**INSTRUCTION:**
Find every line in the rows below that contains the word "jacket", with case counting, and copy each of those lines.

**THE INPUT:**

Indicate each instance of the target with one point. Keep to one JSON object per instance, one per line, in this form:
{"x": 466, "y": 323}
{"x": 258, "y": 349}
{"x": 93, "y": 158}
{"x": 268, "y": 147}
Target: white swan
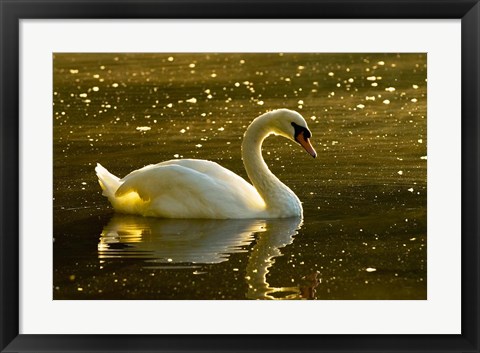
{"x": 193, "y": 188}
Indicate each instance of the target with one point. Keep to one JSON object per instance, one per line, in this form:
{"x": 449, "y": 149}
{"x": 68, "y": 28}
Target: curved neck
{"x": 279, "y": 199}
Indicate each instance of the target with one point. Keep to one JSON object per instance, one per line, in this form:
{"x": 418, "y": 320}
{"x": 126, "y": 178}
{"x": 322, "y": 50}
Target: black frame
{"x": 11, "y": 11}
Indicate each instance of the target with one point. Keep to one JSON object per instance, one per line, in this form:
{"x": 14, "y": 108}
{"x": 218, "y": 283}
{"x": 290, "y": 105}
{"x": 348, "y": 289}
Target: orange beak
{"x": 305, "y": 143}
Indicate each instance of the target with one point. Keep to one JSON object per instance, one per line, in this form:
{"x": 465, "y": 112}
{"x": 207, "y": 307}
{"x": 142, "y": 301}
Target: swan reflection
{"x": 167, "y": 242}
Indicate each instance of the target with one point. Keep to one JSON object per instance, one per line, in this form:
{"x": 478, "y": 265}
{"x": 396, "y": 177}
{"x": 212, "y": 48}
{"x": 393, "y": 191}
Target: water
{"x": 364, "y": 231}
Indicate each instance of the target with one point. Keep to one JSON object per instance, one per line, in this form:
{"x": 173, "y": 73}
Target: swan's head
{"x": 292, "y": 125}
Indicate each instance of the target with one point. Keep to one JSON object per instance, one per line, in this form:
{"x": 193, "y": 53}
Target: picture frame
{"x": 13, "y": 11}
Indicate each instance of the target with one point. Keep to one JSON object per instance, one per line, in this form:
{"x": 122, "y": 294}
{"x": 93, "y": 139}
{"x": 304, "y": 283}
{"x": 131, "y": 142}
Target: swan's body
{"x": 193, "y": 188}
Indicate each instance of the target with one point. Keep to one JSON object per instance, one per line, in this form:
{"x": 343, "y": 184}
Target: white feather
{"x": 193, "y": 188}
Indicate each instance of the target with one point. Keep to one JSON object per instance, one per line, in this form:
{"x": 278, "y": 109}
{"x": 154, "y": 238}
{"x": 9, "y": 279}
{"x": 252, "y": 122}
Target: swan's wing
{"x": 178, "y": 191}
{"x": 209, "y": 168}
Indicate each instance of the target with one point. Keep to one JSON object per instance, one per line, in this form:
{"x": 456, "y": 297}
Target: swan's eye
{"x": 300, "y": 129}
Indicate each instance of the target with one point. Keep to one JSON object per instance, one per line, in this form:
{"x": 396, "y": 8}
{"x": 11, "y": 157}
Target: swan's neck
{"x": 280, "y": 201}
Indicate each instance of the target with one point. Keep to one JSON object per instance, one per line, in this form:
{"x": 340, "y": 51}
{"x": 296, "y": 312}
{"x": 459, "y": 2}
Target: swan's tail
{"x": 109, "y": 182}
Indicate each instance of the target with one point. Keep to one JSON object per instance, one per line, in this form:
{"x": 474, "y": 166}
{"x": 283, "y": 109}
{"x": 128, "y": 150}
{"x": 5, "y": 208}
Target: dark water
{"x": 364, "y": 231}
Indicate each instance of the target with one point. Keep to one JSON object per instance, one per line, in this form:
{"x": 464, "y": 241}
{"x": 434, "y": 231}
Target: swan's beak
{"x": 305, "y": 143}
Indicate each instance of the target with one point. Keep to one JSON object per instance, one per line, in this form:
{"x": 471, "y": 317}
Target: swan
{"x": 194, "y": 188}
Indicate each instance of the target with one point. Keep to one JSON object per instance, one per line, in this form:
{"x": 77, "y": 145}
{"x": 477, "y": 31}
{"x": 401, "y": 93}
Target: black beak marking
{"x": 299, "y": 129}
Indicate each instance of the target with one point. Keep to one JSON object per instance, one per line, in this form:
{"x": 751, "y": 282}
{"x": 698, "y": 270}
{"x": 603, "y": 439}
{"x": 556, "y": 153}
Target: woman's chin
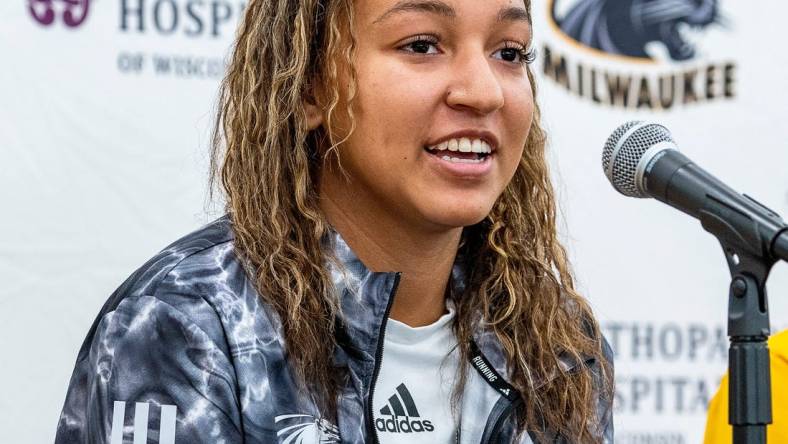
{"x": 457, "y": 216}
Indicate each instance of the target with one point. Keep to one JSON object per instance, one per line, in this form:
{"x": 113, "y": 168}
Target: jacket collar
{"x": 365, "y": 298}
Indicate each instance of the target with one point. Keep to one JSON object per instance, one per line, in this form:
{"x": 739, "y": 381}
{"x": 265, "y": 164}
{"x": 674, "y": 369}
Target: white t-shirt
{"x": 412, "y": 397}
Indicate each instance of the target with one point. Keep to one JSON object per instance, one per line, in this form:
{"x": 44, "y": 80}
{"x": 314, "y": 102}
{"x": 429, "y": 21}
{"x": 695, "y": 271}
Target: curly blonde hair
{"x": 268, "y": 164}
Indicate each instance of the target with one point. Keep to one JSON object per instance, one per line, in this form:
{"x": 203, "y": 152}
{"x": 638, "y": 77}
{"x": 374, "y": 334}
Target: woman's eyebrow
{"x": 514, "y": 14}
{"x": 433, "y": 6}
{"x": 510, "y": 14}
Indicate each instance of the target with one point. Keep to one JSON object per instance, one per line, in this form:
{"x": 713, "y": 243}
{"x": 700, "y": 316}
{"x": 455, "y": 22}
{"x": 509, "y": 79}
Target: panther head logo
{"x": 73, "y": 12}
{"x": 625, "y": 27}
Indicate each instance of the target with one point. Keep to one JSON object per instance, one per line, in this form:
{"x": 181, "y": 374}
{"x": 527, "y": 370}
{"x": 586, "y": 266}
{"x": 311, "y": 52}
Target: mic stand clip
{"x": 749, "y": 383}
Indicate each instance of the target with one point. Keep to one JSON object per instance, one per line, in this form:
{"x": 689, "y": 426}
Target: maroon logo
{"x": 73, "y": 12}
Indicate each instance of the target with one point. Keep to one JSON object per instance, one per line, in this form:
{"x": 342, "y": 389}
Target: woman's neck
{"x": 386, "y": 243}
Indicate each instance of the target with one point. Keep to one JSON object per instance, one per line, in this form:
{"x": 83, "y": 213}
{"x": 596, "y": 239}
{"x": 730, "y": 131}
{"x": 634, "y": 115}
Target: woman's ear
{"x": 314, "y": 114}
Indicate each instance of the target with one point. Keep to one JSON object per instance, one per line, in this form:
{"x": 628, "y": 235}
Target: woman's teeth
{"x": 460, "y": 160}
{"x": 463, "y": 145}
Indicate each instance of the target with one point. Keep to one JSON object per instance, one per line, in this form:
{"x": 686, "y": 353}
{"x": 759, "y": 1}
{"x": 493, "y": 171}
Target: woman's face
{"x": 443, "y": 108}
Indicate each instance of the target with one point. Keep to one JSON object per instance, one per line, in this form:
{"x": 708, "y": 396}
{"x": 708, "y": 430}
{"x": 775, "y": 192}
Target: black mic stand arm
{"x": 750, "y": 260}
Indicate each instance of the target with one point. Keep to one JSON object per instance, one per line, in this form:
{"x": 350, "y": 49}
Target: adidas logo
{"x": 402, "y": 410}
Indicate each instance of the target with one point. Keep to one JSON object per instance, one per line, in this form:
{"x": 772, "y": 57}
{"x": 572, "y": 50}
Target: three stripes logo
{"x": 141, "y": 409}
{"x": 402, "y": 411}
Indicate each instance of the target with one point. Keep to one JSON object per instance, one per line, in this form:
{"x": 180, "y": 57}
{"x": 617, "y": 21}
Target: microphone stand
{"x": 749, "y": 383}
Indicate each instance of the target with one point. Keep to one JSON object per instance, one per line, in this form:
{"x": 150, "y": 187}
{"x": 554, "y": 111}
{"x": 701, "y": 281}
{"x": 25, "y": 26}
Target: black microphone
{"x": 641, "y": 159}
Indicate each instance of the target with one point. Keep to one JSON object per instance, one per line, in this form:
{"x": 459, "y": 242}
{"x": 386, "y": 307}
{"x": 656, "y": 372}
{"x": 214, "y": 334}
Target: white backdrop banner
{"x": 106, "y": 116}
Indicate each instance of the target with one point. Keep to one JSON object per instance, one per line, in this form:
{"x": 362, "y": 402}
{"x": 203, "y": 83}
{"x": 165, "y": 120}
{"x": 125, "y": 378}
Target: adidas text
{"x": 397, "y": 424}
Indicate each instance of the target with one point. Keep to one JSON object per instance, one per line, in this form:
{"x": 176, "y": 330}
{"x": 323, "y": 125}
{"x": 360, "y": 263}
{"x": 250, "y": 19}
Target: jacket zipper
{"x": 378, "y": 359}
{"x": 499, "y": 421}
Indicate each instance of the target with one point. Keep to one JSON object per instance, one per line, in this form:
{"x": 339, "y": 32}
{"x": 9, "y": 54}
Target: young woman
{"x": 388, "y": 269}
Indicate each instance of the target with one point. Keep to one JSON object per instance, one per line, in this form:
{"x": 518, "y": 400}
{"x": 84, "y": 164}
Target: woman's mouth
{"x": 462, "y": 150}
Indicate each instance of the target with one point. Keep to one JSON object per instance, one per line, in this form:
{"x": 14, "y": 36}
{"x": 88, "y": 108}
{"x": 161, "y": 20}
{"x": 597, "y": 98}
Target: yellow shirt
{"x": 718, "y": 431}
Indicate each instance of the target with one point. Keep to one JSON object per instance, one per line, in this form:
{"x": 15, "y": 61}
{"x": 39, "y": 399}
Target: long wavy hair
{"x": 268, "y": 164}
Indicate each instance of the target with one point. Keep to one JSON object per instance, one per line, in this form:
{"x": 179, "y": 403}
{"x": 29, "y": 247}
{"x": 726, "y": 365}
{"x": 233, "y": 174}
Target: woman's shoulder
{"x": 198, "y": 281}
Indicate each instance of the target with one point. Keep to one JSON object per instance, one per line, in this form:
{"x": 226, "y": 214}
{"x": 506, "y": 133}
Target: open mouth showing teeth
{"x": 462, "y": 150}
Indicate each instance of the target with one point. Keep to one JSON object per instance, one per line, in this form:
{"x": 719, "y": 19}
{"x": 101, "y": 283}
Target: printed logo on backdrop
{"x": 176, "y": 21}
{"x": 665, "y": 371}
{"x": 637, "y": 54}
{"x": 72, "y": 13}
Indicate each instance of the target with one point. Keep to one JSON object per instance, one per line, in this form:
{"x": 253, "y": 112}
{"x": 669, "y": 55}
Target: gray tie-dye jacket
{"x": 185, "y": 351}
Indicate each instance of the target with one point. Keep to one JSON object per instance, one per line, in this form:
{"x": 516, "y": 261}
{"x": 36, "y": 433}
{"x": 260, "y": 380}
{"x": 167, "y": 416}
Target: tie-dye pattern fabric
{"x": 187, "y": 332}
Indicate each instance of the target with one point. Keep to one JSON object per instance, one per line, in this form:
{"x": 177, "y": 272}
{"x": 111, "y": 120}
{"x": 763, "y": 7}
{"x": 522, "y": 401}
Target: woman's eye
{"x": 421, "y": 46}
{"x": 516, "y": 55}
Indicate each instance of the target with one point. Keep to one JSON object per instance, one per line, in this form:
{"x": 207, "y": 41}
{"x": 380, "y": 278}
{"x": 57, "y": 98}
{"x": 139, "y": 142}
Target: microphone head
{"x": 628, "y": 151}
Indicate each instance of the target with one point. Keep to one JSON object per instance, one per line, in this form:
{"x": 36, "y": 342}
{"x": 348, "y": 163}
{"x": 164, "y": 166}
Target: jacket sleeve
{"x": 151, "y": 373}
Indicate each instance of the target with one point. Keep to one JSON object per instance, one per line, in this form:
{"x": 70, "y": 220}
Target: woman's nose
{"x": 474, "y": 85}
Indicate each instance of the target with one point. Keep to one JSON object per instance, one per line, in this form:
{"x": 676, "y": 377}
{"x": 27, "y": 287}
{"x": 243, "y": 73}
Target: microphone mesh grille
{"x": 626, "y": 161}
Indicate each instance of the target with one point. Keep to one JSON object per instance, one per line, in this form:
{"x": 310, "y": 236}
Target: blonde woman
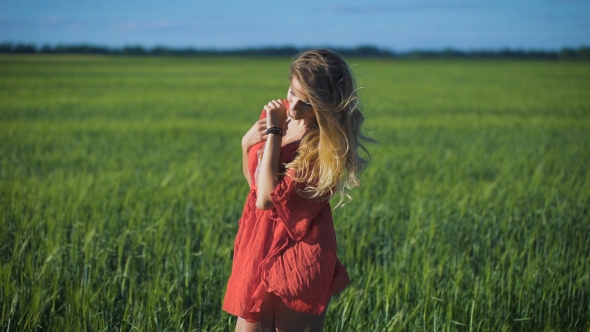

**TASK RESPONSE:**
Target: jacket collar
Target: jacket zipper
Target: gray tie-dye jacket
Target: jacket sleeve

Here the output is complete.